** Work to be completed **
Work through the data below and state how many lines contain "sample", giving that number alone.

** Material supplied **
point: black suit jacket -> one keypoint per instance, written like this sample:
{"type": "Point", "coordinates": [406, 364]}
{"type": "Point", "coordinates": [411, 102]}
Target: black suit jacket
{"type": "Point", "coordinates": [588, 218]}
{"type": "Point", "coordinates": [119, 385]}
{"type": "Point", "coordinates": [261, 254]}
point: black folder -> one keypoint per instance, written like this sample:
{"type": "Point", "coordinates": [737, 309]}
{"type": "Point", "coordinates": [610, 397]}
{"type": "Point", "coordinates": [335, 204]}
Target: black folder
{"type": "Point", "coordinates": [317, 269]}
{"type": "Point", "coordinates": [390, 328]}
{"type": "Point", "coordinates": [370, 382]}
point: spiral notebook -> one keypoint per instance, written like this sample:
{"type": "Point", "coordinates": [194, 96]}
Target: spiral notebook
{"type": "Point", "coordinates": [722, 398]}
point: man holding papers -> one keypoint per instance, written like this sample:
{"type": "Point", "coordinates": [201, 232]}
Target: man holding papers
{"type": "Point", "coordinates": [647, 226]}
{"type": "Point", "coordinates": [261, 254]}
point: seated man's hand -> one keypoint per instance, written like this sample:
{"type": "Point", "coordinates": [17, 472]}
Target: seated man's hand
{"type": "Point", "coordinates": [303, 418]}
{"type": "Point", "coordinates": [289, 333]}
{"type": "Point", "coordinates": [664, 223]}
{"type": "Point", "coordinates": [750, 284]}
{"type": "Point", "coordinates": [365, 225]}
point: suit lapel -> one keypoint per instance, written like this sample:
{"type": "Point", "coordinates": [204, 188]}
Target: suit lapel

** Exercise result **
6